[Activity] Could you return every record below exactly as it is written?

[Records drawn from a dataset]
+++++
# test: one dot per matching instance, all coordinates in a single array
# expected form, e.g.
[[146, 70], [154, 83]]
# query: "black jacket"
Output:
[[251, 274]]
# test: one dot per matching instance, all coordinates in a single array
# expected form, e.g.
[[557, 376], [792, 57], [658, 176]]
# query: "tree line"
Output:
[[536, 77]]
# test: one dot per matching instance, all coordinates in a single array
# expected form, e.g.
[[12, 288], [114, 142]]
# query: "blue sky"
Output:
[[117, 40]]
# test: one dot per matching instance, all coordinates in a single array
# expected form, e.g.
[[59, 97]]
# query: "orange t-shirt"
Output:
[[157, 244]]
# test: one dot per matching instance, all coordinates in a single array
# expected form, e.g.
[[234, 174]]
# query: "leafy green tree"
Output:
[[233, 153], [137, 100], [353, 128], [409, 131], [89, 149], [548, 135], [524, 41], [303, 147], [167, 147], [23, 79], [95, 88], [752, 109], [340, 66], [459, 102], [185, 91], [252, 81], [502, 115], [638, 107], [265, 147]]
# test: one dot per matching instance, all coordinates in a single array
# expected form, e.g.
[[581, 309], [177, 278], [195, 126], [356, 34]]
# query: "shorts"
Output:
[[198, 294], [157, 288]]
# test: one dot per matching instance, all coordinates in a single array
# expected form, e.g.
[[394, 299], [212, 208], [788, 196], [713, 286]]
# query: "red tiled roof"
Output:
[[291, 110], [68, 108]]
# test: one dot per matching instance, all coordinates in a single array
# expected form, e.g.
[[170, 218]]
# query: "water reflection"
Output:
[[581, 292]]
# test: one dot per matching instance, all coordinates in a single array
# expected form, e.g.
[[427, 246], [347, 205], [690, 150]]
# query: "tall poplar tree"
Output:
+++++
[Response]
# test: one dot per matching instance, all coordinates in a single array
# expected form, e.g.
[[146, 70], [154, 83]]
# query: "black jacket"
Output:
[[251, 274]]
# test: one dot per matching instance, all coordinates in a single array
# expected form, e.g.
[[557, 376], [792, 57], [658, 176]]
# query: "tree line"
Output:
[[536, 77]]
# test: one dot per matching instance, all coordinates in a single array
# expected form, e.g.
[[12, 288], [114, 142]]
# query: "blue sky"
Output:
[[117, 40]]
# test: one dot per matching instance, all coordinates in a single array
# expected form, e.g.
[[59, 97]]
# query: "orange t-shirt"
Output:
[[157, 244]]
# test: one dot per matching instance, all coordinates in a single array
# expected form, e.g.
[[234, 174]]
# query: "leafy green tree"
Output:
[[233, 153], [137, 100], [353, 128], [409, 131], [89, 149], [548, 135], [524, 41], [303, 147], [167, 147], [23, 79], [95, 88], [752, 109], [340, 66], [459, 102], [185, 91], [252, 81], [502, 115], [638, 107], [265, 147]]
# test: one dot per matching instance, all coordinates in a single array
# expected form, e.g.
[[581, 309], [177, 278], [195, 126], [356, 34]]
# query: "shorts"
Output:
[[198, 294], [157, 288]]
# test: one dot per matching instance, all coordinates in a single array
# expected form, e.g.
[[394, 299], [212, 208], [788, 196], [713, 286]]
# query: "red tiled roof"
Output:
[[291, 110], [68, 108]]
# test: one dot per matching instance, all coordinates in a single array
# expected form, e.g.
[[170, 218]]
# query: "water reflection"
Output:
[[581, 292]]
# test: one dot per matching instance, all coordinates in a single array
# expected form, e.g.
[[427, 246], [347, 205], [690, 150]]
# query: "tall poplar tree"
Output:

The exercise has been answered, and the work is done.